▶ _ASSIGNED TASK_: Look through the records, and whenever a line includes the word "white", copy it.

▶ _RECORDS SUPPLIED_:
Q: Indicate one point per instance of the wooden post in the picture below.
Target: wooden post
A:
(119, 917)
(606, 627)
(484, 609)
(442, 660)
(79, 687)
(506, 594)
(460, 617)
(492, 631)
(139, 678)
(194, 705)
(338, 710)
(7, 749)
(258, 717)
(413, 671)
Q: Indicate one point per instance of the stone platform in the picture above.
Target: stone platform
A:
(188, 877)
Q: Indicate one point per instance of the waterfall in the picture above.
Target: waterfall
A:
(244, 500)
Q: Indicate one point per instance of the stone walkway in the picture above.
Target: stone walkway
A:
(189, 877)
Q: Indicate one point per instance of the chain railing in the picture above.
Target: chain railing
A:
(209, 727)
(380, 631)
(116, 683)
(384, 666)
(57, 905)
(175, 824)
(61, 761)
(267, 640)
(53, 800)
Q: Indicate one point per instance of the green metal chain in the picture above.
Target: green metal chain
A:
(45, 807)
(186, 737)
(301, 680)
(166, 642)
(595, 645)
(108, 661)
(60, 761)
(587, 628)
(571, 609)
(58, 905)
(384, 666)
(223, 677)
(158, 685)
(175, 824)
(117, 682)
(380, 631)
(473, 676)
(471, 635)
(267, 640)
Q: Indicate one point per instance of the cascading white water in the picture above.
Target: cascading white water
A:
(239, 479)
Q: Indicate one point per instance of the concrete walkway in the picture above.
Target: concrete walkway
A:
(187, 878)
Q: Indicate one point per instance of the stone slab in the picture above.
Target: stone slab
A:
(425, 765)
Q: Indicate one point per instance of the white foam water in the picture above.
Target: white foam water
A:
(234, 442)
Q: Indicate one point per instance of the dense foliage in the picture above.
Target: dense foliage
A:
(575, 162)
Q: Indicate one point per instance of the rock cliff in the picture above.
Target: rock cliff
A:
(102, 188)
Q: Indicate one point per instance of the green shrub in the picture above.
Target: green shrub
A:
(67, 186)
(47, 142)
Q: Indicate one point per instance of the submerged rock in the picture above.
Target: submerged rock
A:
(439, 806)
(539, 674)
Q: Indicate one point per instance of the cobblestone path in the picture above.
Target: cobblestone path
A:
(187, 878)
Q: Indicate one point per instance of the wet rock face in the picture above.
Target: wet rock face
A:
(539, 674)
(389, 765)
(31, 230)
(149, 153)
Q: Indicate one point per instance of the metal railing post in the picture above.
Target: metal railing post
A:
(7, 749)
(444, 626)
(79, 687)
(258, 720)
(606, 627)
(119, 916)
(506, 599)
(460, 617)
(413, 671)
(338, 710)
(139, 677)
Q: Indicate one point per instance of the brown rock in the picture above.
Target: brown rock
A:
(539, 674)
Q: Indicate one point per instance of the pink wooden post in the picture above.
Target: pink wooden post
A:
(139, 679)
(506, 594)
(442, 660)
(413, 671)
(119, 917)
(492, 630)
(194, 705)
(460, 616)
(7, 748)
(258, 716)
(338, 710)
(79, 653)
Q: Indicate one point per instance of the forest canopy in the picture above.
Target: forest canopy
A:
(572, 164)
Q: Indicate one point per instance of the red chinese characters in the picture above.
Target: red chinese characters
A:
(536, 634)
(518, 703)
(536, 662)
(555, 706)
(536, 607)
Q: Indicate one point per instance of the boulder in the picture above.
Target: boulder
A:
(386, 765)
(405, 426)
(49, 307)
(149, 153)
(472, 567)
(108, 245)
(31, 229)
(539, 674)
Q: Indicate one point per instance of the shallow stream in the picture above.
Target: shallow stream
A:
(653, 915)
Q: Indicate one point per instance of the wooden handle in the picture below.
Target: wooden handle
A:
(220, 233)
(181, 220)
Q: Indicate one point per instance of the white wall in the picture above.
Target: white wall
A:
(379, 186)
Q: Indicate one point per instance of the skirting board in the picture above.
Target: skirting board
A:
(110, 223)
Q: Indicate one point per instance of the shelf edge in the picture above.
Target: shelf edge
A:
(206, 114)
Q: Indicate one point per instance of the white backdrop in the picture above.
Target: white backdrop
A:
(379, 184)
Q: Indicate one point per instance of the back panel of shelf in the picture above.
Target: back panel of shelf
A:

▶ _THE COMPLETED TASK_:
Q: Indicate one point per instance of the cascading white water in the picture above.
Target: cascading white water
Q: Indicate one point per instance of the white foam water in the picture above.
Target: white foam water
Q: Indicate one point per instance of the white wall in the picture above.
Target: white wall
Q: Indicate one point per instance of the white backdrop in the picture above.
Target: white backdrop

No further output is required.